Wednesday, April 14, 2010

A Fine Kettle of Stew

The 2010 April Daring Cooks challenge was hosted by Wolf of Wolf's Den. She chose to challenge Daring Cooks to make Brunswick Stew. Wolf chose recipes for her challenge from The Lee Bros. Southern Cookbook by Matt Lee and Ted Lee, and from the Callaway, Virginia Ruritan Club.

I used the Lee brothers' recipe, with some modifications. The base of this stew is an extremely chicken-y stock which really surpassed every other chicken stock I've ever made. Basically, the recipe calls for chicken stock in which is cooked another chicken, and the resulting broth is so rich and so good. The stew itself called for rabbit and chicken, but other meats can be used. The premier Australian Daring Cook used alligator (!) in his. I'm not that daring, so I just used chicken and I really don't think it needed other meats. The stew also has corn, potatoes, carrots, tomatoes and onion. And, since the chicken meat is cooked in the stock before all those veggies are added, there were also serrano chiles, celery, bay and bacon flavoring the broth. All those items are discarded, the chicken is pulled from the bone and shredded, the veggies are added and all is cooked for a long time until the flavors blend. Add a little lemon juice and red wine vinegar for tartness and a little Tabasco for heat and there you have it! Perfect warm meal for a blustery April day.

▶ **Task set**
1. According to the Brunswick Stew post, who hosted the April 2010 Daring Cooks challenge?
2. From the Brunswick Stew post, repeat word for word the part that opens with the words containing "The 2010 April" and closes with "Virginia Ruritan Club.".
Nothing in the listing is needed for this work.

▶ **Information**

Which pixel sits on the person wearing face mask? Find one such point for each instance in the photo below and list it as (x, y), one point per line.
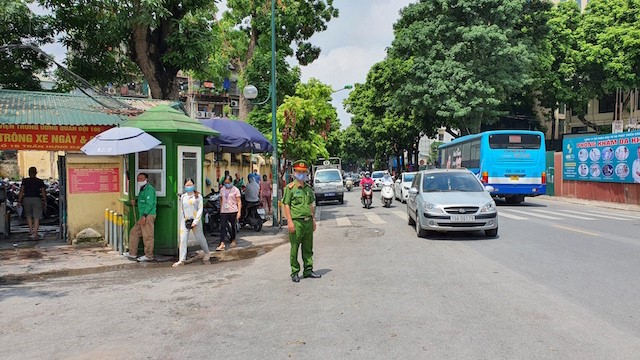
(190, 217)
(144, 227)
(230, 210)
(299, 209)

▶ **Results**
1. Wolf of Wolf's Den hosted it.

2.
The 2010 April Daring Cooks challenge was hosted by Wolf of Wolf's Den. She chose to challenge Daring Cooks to make Brunswick Stew. Wolf chose recipes for her challenge from The Lee Bros. Southern Cookbook by Matt Lee and Ted Lee, and from the Callaway, Virginia Ruritan Club.